**Page text**:
-.-.-

Similarly for transitive verbs and other valence frames.
}
\frame{
\frametitle{Abstraction from linear order: Dominance}
\begin{itemize}
\item \citet*{GKPS85a}:\\
Separation of \alert{immediate dominance} = ID and \alert{linear precedence} = LP.
\pause
\item Dominance rules do not constrain the order of the daughters.
\ea
\begin{tabular}[t]{@{}l@{ }l}
S & $\to$ V, NP[nom], NP[acc], NP[dat]\\
\end{tabular}
\z
The only thing (\mex{0}) says is that S dominates the other nodes:
\medskip
\centerline{%
\begin{forest}
sm edges
[S
[V]
[{NP[nom]}]
[{NP[dat]}]
[{NP[acc]}] ]
\end{forest}}
\medskip
\pause
\item Since there are no constraints on the order of the elments of the right-hand side, we need one
rule rather than twelve:
\end{itemize}
}
\frame{
\frametitle{Abstraction from linear order: Linear order}
\begin{itemize}
\item LP rules hold for local trees, that is, trees of depth one:
\begin{table}[H]
\centerline{%
\begin{forest}
sm edges
[S
[V]
[{NP[nom]}]
[{NP[dat]}]
[{NP[acc]}] ]
\end{forest}}
\end{table}
~\medskip
$\to$ We can say something about order of V, NP[nom], NP[dat] and NP[acc].
\pause
An LP constraint holds for the whole grammar.\\
If we claim that NP[nom] precedes NP[acc],\\
this holds for rules for strictly transitive verbs as well as for rules for ditransitive verbs.
\end{itemize}
}
\frame{
\frametitle{Getting more restrictive again}
\begin{itemize}
\item Without restriction for the order $\to$ too much freedom
\medskip
\begin{tabular}[t]{@{}l@{ }l}
S & $\to$ V, NP[nom], NP[dat], NP[acc]\\
\end{tabular}
\medskip
The rule admits the following order:
\ea[*]{
\gll \rot{Dem} \rot{Kind} \gruen{der} \gruen{Mann} gibt ein Buch.\\
the.\DAT{} child the.\NOM{} man gives the.\ACC{} book\\
}
\z
\pause
\item Linearization rules rule out such orders.

-.-.-

**Data extract**:
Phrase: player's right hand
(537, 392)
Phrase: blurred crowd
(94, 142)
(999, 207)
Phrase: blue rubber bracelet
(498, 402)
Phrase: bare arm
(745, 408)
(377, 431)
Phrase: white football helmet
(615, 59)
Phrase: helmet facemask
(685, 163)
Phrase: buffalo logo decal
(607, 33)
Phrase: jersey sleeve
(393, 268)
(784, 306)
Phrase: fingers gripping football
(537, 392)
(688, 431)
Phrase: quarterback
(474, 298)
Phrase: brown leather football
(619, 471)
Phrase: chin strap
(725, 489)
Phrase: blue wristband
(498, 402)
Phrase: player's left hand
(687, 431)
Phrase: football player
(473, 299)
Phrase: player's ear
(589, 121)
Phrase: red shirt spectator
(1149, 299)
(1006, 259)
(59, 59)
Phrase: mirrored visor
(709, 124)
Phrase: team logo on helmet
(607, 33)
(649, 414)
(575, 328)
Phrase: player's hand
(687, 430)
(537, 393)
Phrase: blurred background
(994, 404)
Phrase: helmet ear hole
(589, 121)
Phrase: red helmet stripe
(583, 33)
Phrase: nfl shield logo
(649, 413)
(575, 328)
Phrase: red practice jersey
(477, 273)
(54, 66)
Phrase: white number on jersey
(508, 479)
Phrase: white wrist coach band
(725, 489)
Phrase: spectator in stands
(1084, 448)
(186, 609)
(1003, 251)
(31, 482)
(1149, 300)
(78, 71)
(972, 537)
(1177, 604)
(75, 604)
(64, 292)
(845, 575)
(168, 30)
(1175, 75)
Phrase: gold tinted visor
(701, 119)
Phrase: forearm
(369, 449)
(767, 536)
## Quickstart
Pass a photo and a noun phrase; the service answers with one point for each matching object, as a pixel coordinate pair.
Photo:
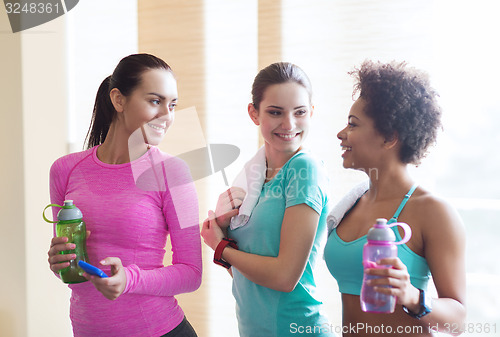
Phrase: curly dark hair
(402, 103)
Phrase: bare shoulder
(437, 215)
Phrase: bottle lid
(381, 232)
(69, 212)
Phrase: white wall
(50, 75)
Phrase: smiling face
(362, 144)
(150, 107)
(284, 116)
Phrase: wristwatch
(425, 302)
(218, 252)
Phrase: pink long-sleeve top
(130, 210)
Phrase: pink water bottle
(380, 244)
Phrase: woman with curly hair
(392, 124)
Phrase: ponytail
(102, 115)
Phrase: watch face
(425, 304)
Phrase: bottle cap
(69, 212)
(381, 232)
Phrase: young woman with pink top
(132, 196)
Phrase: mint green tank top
(345, 259)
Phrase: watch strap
(220, 248)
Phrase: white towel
(345, 204)
(251, 179)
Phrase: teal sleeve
(307, 183)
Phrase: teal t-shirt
(264, 312)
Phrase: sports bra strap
(403, 203)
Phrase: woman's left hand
(399, 279)
(211, 232)
(111, 287)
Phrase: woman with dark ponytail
(132, 197)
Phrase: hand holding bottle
(111, 287)
(394, 281)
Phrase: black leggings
(184, 329)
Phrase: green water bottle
(71, 225)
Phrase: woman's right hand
(60, 261)
(228, 205)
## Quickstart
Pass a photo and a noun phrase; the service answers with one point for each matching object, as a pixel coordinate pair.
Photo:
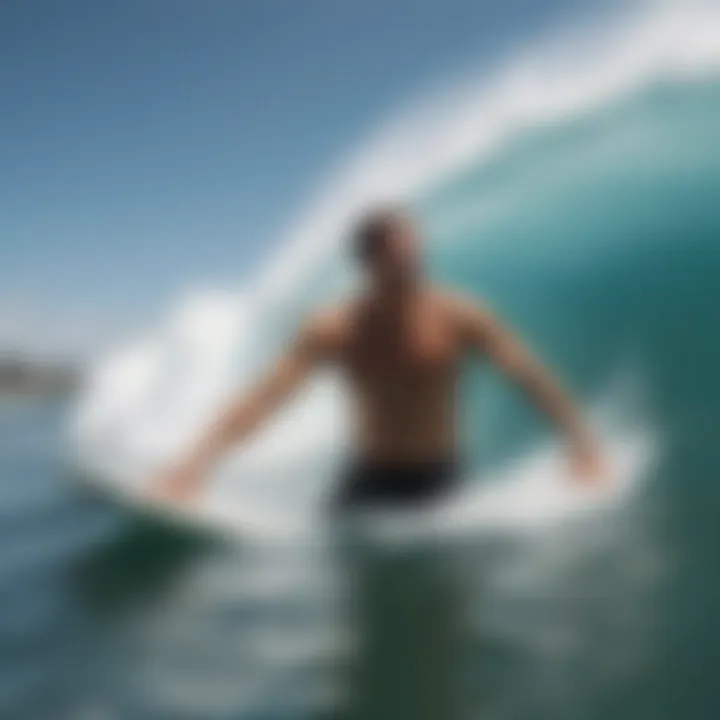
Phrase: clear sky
(149, 145)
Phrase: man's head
(386, 243)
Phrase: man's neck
(395, 301)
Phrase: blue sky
(152, 145)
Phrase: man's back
(401, 366)
(400, 347)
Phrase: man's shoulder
(457, 305)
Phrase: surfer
(400, 345)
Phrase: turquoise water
(598, 239)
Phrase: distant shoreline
(21, 377)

-.-.-

**Tasks**:
a: Do the following statements agree with the grammar slides? Answer yes or no for each, quoting the deciding words. (i) Dominance rules constrain the order of the daughters. (ii) An LP constraint holds for the whole grammar. (iii) LP rules hold for trees of depth two.
b: Can you repeat, word for word, the part of the grammar slides from "Similarly for transitive" up to and including "of the daughters."?
The listing is separate material with no connection to the grammar slides.

**Answers for the exercise**:
a:
(i) No: "Dominance rules do not constrain the order of the daughters."
(ii) Yes: "An LP constraint holds for the whole grammar."
(iii) No: "LP rules hold for local trees, that is, trees of depth one"

b:
Similarly for transitive verbs and other valence frames.
}
\frame{
\frametitle{Abstraction from linear order: Dominance}
\begin{itemize}
\item \citet*{GKPS85a}:\\
Separation of \alert{immediate dominance} = ID and \alert{linear precedence} = LP.
\pause
\item Dominance rules do not constrain the order of the daughters.